# start of DATA LINES

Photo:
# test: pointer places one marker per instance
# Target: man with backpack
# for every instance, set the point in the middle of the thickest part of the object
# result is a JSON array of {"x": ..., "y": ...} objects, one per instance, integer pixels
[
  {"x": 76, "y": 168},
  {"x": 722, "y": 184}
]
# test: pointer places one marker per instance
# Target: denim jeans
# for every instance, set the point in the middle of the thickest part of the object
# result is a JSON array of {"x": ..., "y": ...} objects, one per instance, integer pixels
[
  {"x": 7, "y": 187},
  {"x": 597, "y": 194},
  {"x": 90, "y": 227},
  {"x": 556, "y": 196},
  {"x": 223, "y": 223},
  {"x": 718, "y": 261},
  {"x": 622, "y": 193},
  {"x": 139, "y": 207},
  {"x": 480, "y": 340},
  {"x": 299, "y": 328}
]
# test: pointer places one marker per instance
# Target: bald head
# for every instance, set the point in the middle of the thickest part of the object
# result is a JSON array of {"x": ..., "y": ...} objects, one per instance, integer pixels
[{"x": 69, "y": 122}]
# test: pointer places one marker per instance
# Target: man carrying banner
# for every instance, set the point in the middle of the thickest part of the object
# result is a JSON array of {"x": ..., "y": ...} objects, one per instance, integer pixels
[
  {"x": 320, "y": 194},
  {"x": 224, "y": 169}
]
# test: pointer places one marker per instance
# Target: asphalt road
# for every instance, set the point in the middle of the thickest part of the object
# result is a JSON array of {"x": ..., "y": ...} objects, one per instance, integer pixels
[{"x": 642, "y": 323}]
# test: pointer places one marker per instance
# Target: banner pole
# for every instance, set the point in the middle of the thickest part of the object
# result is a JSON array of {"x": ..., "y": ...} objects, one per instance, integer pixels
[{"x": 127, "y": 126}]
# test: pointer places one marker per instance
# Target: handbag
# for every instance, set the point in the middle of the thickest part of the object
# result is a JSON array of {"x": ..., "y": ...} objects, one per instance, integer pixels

# end of DATA LINES

TASK: Each line of the listing above should be output exactly.

THE REPLY:
Photo:
# test: pointer places one marker per instance
# Target: man with backpack
# for every instance, set the point in the middle of the thickest part of the object
# result is a JSON array of {"x": ..., "y": ...} objects, one per instance, integer pixels
[
  {"x": 76, "y": 168},
  {"x": 722, "y": 184}
]
# test: pointer places one marker per instance
# Target: denim jeans
# for every instance, set the point in the middle of the thickest part of the object
# result is a JSON array of {"x": ..., "y": ...} objects, one per instance, integer pixels
[
  {"x": 7, "y": 187},
  {"x": 597, "y": 194},
  {"x": 90, "y": 227},
  {"x": 556, "y": 196},
  {"x": 223, "y": 223},
  {"x": 718, "y": 261},
  {"x": 622, "y": 193},
  {"x": 139, "y": 207},
  {"x": 480, "y": 340},
  {"x": 299, "y": 328}
]
# test: pointer places one marker per instance
# Target: bald head
# for every instance, set the point in the middle of the thickest part of the object
# result is a JSON array of {"x": ..., "y": ...} objects, one per instance, integer pixels
[{"x": 69, "y": 122}]
# test: pointer places one marker per instance
# Target: man carrying banner
# for every instance, set the point in the middle of the thickest part of the object
# result is a JSON array of {"x": ..., "y": ...} objects, one per instance, integer pixels
[
  {"x": 320, "y": 194},
  {"x": 224, "y": 169}
]
# test: pointer places one marker per instance
# Target: asphalt road
# for every instance, set the point in the middle of the thickest part of the object
# result is a JSON array of {"x": ..., "y": ...} objects, one per instance, integer pixels
[{"x": 642, "y": 323}]
# test: pointer places one marker per instance
# Target: banner pole
# for every instance, set the point in the middle of the thickest part of the object
# result is a JSON array of {"x": ..., "y": ...} objects, one per instance, integer pixels
[{"x": 127, "y": 126}]
# test: pointer places one marker per instance
# Target: handbag
# for every instance, set the point in the middle of the thickest part of the object
# result is a JSON array of {"x": ..., "y": ...} objects, one per instance, integer pixels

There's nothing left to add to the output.